▶ **EXERCISE DESCRIPTION**: Please render all of the material below as a CSV with two columns, text and answer. Give each piece of material its own row with its answer beside it, quote both fields, and replace line breaks with spaces.

** begin MATERIAL SHOWN **

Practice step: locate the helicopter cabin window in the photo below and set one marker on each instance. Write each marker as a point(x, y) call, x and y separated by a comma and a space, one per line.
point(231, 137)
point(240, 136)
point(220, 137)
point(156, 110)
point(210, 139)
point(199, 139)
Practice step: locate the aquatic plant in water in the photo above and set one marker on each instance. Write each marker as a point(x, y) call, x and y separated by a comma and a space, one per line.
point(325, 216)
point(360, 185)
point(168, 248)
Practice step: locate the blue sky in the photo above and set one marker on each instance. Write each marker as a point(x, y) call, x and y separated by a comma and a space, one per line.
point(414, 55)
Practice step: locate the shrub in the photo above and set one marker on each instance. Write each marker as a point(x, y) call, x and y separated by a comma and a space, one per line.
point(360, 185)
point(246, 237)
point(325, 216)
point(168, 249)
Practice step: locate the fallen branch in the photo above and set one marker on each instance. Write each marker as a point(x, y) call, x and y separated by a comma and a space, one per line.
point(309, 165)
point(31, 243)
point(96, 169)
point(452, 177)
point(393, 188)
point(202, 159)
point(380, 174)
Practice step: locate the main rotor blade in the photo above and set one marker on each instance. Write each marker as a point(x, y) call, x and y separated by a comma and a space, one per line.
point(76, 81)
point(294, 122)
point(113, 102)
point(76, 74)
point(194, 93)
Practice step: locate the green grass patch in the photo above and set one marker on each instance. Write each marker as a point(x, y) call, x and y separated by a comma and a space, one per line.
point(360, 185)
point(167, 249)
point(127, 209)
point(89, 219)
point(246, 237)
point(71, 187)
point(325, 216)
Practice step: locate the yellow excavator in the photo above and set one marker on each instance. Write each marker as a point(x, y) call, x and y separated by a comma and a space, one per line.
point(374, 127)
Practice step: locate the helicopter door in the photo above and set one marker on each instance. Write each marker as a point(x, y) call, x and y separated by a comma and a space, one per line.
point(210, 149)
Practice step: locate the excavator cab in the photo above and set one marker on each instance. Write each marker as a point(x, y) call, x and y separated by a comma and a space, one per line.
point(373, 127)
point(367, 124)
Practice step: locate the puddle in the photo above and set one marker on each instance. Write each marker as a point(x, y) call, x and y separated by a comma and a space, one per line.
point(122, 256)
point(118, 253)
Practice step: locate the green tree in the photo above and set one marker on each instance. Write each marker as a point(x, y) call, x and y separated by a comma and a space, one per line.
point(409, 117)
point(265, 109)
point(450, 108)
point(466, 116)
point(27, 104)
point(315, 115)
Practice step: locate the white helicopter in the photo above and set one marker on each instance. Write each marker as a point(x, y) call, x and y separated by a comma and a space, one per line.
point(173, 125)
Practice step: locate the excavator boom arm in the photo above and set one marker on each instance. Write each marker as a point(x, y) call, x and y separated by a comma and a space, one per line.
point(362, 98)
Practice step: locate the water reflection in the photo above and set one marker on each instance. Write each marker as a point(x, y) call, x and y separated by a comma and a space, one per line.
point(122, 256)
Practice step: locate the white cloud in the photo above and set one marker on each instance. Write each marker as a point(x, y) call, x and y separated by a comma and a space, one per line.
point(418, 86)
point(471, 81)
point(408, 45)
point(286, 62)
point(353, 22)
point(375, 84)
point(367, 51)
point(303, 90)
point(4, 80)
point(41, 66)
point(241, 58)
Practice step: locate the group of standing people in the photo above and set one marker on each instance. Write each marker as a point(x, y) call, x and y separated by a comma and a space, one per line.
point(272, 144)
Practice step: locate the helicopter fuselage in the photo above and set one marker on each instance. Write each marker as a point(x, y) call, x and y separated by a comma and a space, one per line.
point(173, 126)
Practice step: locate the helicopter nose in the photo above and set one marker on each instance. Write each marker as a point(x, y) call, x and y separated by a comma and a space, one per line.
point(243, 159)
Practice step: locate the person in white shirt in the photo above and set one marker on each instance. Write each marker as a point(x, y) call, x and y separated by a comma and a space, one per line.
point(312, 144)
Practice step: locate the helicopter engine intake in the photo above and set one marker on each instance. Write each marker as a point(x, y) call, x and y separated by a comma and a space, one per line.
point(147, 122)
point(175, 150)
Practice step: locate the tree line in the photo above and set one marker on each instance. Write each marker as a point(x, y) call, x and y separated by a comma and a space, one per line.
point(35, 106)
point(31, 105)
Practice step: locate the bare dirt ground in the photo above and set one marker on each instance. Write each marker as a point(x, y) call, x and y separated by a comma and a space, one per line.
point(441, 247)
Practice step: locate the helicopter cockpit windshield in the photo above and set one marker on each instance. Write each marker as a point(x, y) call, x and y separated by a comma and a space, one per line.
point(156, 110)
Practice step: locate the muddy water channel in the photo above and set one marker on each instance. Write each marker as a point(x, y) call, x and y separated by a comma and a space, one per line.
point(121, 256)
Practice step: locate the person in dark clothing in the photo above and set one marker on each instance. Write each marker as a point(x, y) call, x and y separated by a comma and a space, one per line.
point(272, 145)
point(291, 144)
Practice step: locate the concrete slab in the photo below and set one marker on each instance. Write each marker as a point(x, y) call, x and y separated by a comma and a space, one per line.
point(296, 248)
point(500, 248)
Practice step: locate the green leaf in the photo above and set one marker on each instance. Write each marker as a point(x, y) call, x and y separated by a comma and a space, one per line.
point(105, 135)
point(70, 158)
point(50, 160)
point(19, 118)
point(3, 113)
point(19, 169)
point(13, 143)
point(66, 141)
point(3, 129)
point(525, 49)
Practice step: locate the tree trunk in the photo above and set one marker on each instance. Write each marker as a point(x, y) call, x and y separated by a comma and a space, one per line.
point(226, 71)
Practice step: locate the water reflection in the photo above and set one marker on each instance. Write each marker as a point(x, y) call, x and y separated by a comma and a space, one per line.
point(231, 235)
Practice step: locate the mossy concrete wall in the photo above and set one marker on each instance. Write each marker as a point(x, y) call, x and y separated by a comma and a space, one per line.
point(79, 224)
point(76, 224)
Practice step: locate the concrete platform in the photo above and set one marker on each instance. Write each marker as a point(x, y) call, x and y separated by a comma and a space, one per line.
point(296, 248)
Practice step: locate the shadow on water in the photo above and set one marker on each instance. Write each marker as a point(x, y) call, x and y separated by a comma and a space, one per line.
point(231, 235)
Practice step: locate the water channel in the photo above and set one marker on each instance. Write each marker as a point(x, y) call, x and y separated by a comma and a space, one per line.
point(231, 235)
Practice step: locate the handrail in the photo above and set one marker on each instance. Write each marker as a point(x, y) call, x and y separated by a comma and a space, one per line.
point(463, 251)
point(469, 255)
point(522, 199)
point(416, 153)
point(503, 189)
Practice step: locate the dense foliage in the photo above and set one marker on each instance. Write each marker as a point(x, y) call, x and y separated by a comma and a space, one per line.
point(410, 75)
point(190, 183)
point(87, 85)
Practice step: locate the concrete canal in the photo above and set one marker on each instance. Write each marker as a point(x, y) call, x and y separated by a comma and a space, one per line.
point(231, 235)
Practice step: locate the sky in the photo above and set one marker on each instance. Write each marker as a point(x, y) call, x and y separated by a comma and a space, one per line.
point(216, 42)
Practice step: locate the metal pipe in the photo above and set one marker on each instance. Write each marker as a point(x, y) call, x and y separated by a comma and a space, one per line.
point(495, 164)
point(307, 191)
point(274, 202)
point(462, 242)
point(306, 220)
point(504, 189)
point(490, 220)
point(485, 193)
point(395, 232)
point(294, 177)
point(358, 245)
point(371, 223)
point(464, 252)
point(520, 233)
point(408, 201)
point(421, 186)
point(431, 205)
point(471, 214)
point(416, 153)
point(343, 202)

** end MATERIAL SHOWN **

▶ **WRITTEN ANSWER**:
text,answer
"Practice step: locate the helicopter cabin window in the photo below and set one marker on each instance. Write each marker as a point(x, y) call, x and y separated by a comma and a space, one per line.","point(231, 137) point(240, 136) point(220, 137) point(156, 110) point(210, 139) point(199, 139)"
"Practice step: locate the aquatic plant in water in the photo above and set one marker on each instance. Write each marker as a point(x, y) call, x and y separated by a comma and a space, one per line.","point(325, 216) point(360, 185) point(168, 248)"
"Practice step: locate the blue sky in the photo above and set one marker on each instance. Write each marker as a point(x, y) call, x and y separated by a comma and a space, one per line.","point(414, 55)"
"Practice step: locate the shrub in the photo above and set one marker on each instance. Write each marker as a point(x, y) call, x and y separated by a comma and a space, one per line.","point(360, 185) point(246, 237) point(325, 216) point(168, 249)"
"Practice step: locate the fallen branch in the photo above and set one marker on each instance. Write each marker as a point(x, y) call, x and y separated by a comma and a space, one per line.","point(309, 165) point(31, 243) point(96, 169) point(452, 177) point(393, 188) point(202, 159) point(380, 174)"
"Practice step: locate the main rotor blade in the photo above and set one marker on each instance. Write each marker as a point(x, y) call, x and y separated by a comma and a space, one per line.","point(76, 81) point(294, 122) point(113, 102) point(76, 74) point(194, 93)"
"Practice step: locate the green grass patch in the photo above and set one marker on each instance. Write each marker as a point(x, y) call, x and y separated by a comma and a space, one per line.","point(360, 185) point(167, 249) point(127, 209) point(89, 219) point(246, 237) point(71, 187) point(325, 216)"
"Practice step: locate the yellow excavator in the photo above and set one marker on each instance. Write each marker as a point(x, y) call, x and y separated by a comma and a space, one per line.","point(374, 127)"
"Practice step: locate the helicopter door in the photo above and set one marker on each instance. Write each marker as a point(x, y) call, x and y separated by a comma and a space, one per line.","point(210, 149)"
"Practice step: locate the excavator cab in the photo above and set one marker on each instance. Write each marker as a point(x, y) call, x and y separated by a comma and a space, one per line.","point(373, 127) point(367, 124)"
"Practice step: locate the puddle in the photo above and set one marker on each instance. Write each marker as a point(x, y) call, x and y separated by a comma and a space, one per line.","point(122, 256) point(118, 253)"
"Practice step: locate the green tree in the photo above and set one marker on each instance. Write each marker as a point(x, y) call, x and y separated by a comma and a space, one per line.","point(409, 117) point(265, 109) point(450, 108) point(466, 116) point(27, 104) point(315, 115)"
"Practice step: locate the white helicopter in the photo above and set one marker on each instance. Write each marker as a point(x, y) call, x and y separated by a comma and a space, one per line.","point(173, 125)"
"Practice step: locate the excavator boom arm in the photo above and set one marker on each instance. Write each marker as a point(x, y) call, x and y separated by a comma and a space, one per line.","point(362, 98)"
"Practice step: locate the water reflection in the photo above and set one marker on each instance. Write each marker as a point(x, y) call, x and y separated by a comma and a space, one per line.","point(122, 256)"
"Practice step: locate the white cloud in the photo above and set one marker on each instance. Write each marker as a point(x, y) call, x and y separated by a comma and a space, one per line.","point(418, 86) point(471, 81) point(408, 45) point(286, 62) point(353, 22) point(375, 84) point(367, 51) point(303, 90) point(4, 80) point(41, 66) point(241, 58)"
"Practice step: locate the group of standing people in the photo above and set one marker on each instance. Write each marker as a point(x, y) call, x and y separated by a comma and a space, one per line.","point(272, 144)"
"Practice step: locate the helicopter fuselage in the photo above and set one marker on each instance. Write each marker as a point(x, y) call, x and y separated by a comma and a space, one per line.","point(173, 126)"
"Practice step: locate the helicopter nose in the photo above and set one marker on each instance. Write each marker as a point(x, y) call, x and y separated by a comma and a space, one per line.","point(243, 159)"
"Practice step: locate the person in white shirt in the photo above and set one marker on each instance. Write each marker as a point(x, y) call, x and y separated by a comma and a space, one per line.","point(312, 144)"
"Practice step: locate the helicopter engine intake in the photo above and set one marker on each instance. Write each marker as a point(x, y) call, x and y separated by a comma and a space, one per line.","point(147, 122) point(175, 150)"
"Practice step: locate the tree line in the photo above and set one marker on each instance. Write each marker as a point(x, y) call, x and y separated by a comma and a space, one per line.","point(35, 106) point(31, 105)"
"Practice step: locate the bare dirt ground in the photo above and set one marker on each instance. Write each marker as a point(x, y) call, x and y separated by a comma and a space, one per line.","point(441, 247)"
"Practice step: locate the helicopter cockpit windshield in the photo above and set one marker on each instance. Write each marker as a point(x, y) call, x and y separated by a comma and a space, one per line.","point(156, 110)"
"Practice step: locate the muddy water channel in the photo above and set one marker on each instance. Write each marker as a point(x, y) call, x and y separated by a comma and a space, one per line.","point(121, 256)"
"Practice step: locate the person in dark clothing in the photo above and set one marker on each instance. Write each marker as a point(x, y) call, x and y separated by a comma and a space, one per line.","point(272, 145) point(291, 144)"
"Practice step: locate the concrete slab in the photo below and set one marker on each instance. Write each marker as a point(x, y) call, x and y separated by a comma and a space, one per line.","point(296, 248) point(500, 248)"
"Practice step: locate the green leaf in the photo above and set one marker on each instance. Write each marker as a point(x, y) call, x and y separated by a comma and a space, one per line.","point(105, 135) point(70, 158) point(50, 160) point(19, 118) point(3, 113) point(19, 169) point(13, 143) point(66, 141) point(3, 129) point(525, 49)"
"Practice step: locate the tree trunk in the photo above and set one marker on each instance. Write each marker as a point(x, y) call, x and y separated by a comma and a space, one per line.","point(226, 71)"
"Practice step: locate the water reflection in the photo above and set one marker on each instance. Write each marker as a point(x, y) call, x and y separated by a comma and a space, one per line.","point(231, 235)"
"Practice step: locate the mossy concrete wall in the photo above and set one marker on each instance. Write each marker as a point(x, y) call, x and y separated by a comma and a space, one per line.","point(79, 224) point(76, 224)"
"Practice step: locate the concrete platform in the photo above and set one marker on each instance. Write each marker as a point(x, y) call, x and y separated by a comma and a space, one per line.","point(296, 248)"
"Practice step: locate the shadow on water in the photo above and set one marker on each instance. Write each marker as a point(x, y) call, x and y separated by a comma and a space, one per line.","point(231, 235)"
"Practice step: locate the water channel in the photo above and set one marker on each instance. Write each marker as a point(x, y) call, x and y separated by a comma and a space, one per line.","point(231, 235)"
"Practice step: locate the handrail in the photo above and set one marker on each instance. Write each marker as a point(x, y) call, x and y separated by a comma and a space, one per line.","point(463, 251) point(469, 255) point(522, 199) point(416, 153) point(503, 189)"
"Practice step: locate the dense foliage in the photo above and set one marker on each instance. Write each marker as a point(x, y) call, x and y separated by a comma and a space, one per line.","point(410, 75) point(190, 183) point(87, 85)"
"Practice step: locate the concrete canal in the photo above and set one marker on each instance. Write each marker as a point(x, y) call, x and y separated by a comma and a space, one per line.","point(231, 235)"
"Practice step: locate the sky in the photo above and set one marker on each instance. Write each marker as a point(x, y) call, x and y separated by a comma and a space, one per line.","point(216, 42)"
"Practice step: locate the metal pipe in the photo above and set one marker on each instance. Write each marker as a point(x, y) call, x and y separated by a comma and a space, one per line.","point(495, 164) point(307, 191) point(274, 202) point(462, 242) point(306, 220) point(504, 189) point(490, 220) point(485, 193) point(395, 232) point(294, 177) point(358, 245) point(371, 223) point(464, 252) point(520, 233) point(408, 201) point(421, 186) point(431, 205) point(471, 214) point(416, 153) point(343, 202)"